— start Data in this exercise —

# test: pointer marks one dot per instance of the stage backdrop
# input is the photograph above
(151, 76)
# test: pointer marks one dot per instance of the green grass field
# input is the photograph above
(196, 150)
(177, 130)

— end Data in this exercise —

> _Direction_
Copy every one of the items above, line by line, without altering anything.

> _In response_
# test: pointer marks one dot per instance of the stage backdrop
# input is the photograph above
(151, 76)
# test: pointer marks one dot per instance of the green grass field
# input is the photograph above
(196, 150)
(177, 130)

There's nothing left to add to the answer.